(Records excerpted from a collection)
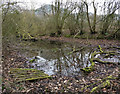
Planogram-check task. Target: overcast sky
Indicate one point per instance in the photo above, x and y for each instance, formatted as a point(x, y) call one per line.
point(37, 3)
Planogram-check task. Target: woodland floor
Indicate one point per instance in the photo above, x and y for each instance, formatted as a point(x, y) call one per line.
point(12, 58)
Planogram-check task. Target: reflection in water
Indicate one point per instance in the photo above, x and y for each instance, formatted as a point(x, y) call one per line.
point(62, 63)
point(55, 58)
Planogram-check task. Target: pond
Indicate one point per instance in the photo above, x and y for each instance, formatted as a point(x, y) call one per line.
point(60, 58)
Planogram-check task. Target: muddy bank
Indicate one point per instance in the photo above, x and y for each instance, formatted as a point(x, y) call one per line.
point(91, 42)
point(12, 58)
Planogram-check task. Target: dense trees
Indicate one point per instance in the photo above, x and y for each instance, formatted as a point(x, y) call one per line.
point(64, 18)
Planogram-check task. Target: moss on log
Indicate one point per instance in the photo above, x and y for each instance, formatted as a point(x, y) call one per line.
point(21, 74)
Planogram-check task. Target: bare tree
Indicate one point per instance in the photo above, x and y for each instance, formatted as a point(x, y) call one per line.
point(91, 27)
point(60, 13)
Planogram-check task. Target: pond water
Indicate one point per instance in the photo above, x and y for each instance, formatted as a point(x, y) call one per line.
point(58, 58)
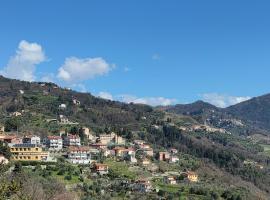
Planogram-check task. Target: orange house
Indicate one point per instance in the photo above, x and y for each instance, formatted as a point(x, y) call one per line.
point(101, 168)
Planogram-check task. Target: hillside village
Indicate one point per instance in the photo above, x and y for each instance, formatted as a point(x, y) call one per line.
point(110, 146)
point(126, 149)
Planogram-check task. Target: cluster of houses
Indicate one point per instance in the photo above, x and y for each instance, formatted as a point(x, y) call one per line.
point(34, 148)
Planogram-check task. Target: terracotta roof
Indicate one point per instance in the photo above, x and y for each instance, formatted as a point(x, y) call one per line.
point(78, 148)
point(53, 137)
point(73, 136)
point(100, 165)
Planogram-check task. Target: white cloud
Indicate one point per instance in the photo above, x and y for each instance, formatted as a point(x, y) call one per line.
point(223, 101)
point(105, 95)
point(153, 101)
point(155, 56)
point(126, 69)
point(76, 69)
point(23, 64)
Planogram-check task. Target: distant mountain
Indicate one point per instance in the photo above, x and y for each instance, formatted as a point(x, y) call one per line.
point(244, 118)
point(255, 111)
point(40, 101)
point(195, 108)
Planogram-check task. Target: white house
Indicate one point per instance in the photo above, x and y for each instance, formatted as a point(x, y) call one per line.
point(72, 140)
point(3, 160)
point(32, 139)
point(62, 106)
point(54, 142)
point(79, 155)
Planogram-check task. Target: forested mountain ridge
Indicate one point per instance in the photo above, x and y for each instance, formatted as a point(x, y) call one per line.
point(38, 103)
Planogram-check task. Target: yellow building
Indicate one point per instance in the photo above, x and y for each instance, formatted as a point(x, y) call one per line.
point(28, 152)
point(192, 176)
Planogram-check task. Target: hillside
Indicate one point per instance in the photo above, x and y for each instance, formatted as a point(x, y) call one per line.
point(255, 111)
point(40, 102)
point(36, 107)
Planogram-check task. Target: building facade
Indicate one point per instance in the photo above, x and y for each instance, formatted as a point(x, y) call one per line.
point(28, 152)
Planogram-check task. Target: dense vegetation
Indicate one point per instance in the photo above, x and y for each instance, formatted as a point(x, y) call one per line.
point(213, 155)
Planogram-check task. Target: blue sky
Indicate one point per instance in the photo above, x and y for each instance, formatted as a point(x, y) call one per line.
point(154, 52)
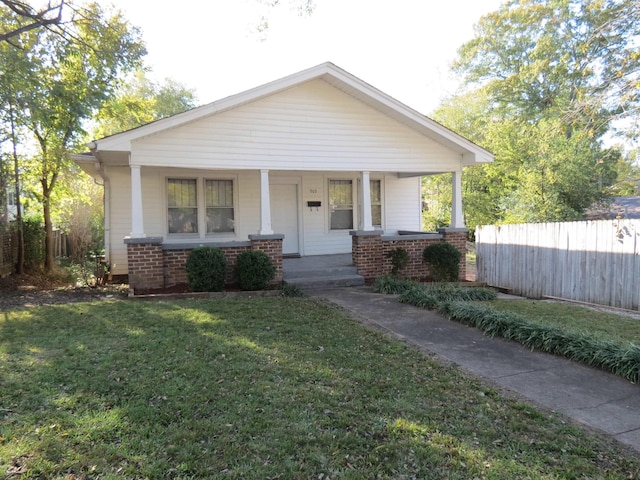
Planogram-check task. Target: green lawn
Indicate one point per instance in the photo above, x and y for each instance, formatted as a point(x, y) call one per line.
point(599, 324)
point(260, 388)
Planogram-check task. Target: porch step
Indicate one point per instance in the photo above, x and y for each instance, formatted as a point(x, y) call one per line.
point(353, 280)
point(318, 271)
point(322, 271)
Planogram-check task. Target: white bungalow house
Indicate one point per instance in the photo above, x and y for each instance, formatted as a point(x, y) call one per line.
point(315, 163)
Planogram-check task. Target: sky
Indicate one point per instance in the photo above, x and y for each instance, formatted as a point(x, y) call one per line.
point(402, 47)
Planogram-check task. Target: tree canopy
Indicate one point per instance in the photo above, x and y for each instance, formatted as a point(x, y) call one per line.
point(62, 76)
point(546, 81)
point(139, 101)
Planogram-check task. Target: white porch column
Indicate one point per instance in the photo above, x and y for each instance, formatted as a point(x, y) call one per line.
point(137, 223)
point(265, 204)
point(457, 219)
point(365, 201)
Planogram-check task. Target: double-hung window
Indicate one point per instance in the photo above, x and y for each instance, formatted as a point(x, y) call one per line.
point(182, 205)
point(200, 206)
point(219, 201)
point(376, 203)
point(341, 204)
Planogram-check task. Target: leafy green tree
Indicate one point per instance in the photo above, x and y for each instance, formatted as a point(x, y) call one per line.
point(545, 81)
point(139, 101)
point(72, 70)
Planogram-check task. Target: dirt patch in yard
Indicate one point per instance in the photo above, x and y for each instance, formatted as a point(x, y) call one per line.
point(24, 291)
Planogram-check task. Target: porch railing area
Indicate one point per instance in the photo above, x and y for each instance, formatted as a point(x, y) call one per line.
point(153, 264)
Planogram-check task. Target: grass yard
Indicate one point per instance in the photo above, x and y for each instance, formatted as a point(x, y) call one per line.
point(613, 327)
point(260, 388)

...

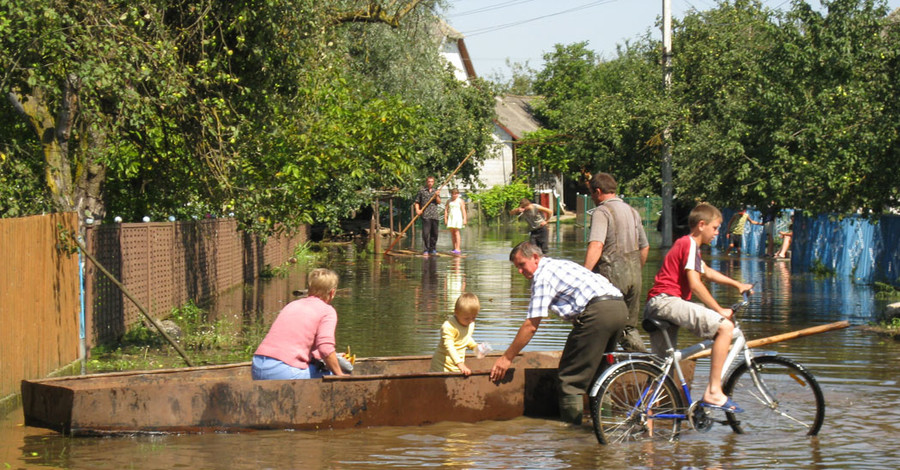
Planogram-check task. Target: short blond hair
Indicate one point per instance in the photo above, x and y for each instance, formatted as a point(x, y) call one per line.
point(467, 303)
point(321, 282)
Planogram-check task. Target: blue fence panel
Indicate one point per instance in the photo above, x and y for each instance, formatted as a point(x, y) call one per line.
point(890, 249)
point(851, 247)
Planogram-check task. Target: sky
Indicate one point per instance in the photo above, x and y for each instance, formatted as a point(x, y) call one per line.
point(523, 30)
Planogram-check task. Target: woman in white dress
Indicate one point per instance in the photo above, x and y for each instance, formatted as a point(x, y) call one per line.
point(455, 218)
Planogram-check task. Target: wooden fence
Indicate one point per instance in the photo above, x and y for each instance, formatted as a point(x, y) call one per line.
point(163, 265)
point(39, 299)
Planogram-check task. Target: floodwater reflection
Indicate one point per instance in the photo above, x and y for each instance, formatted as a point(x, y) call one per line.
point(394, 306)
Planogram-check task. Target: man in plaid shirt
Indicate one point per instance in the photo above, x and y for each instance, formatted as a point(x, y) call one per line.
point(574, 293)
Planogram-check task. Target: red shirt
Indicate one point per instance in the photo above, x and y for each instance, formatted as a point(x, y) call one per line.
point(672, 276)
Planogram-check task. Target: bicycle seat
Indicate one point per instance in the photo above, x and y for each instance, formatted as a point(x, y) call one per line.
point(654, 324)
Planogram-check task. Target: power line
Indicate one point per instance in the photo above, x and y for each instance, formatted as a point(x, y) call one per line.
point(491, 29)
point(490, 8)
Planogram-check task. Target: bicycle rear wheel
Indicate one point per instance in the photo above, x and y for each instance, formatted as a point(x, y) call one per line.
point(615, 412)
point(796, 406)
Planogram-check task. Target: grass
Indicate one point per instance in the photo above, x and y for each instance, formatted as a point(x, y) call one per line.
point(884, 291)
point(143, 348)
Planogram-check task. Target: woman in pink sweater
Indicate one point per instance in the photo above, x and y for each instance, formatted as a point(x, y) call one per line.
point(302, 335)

## TASK PROMPT
Out of the records above, set down only the lines from the one that contains "Planogram-check task. Target: overcast sky" through the one that contains "Planogram-check task. Target: hillside village", unchanged and without the pictures.

## RESULT FOR THIS TASK
Planogram-check task. Target: overcast sky
Indicate one point per instance in the photo above, x and y for each instance, formatted as a point(x, y) call one per line.
point(37, 3)
Planogram-check task. Target: woodland floor
Indicate one point per instance in the photo above, x and y for each instance, formatted as a point(x, y) call one per line.
point(12, 58)
Planogram-check task. Target: reflection in water
Indicate one point per instance in the photo above, x and y for each instance, formatted as a point(x, y) call one per line.
point(62, 63)
point(55, 58)
Planogram-check task. Target: pond
Indicate one point per instance in the photo above, x and y for each instance, formatted as a point(x, y) call one per line.
point(60, 58)
Planogram-check task. Target: muddy bank
Indicate one point per instance in the photo above, x and y for each instance, formatted as a point(x, y) call one per line.
point(91, 42)
point(12, 58)
Planogram-check task. Target: dense trees
Indicate one point per instance in the photo above, x and y for each instance, formatted as a point(x, y) call one per line.
point(64, 18)
Planogram-check task. Target: moss on log
Indicate one point per instance in the photo above, x and y for each instance, formatted as a point(x, y) call one per line.
point(21, 74)
Planogram-check task. Target: bare tree
Indicate one point per instance in the photo above, x and y for each instance, formatted as a point(x, y) call one per line.
point(91, 27)
point(60, 13)
Planogram-check task. Target: pond water
Indicate one point per instance in the photo above, x and y for each instance, formatted as a point(x, y) call one per line.
point(58, 58)
Planogram-check task. Target: orange house
Indicate one point per instance in the photo above, x and y for each instance, formatted as a point(x, y) call one per line.
point(101, 168)
Planogram-check task. Target: hillside village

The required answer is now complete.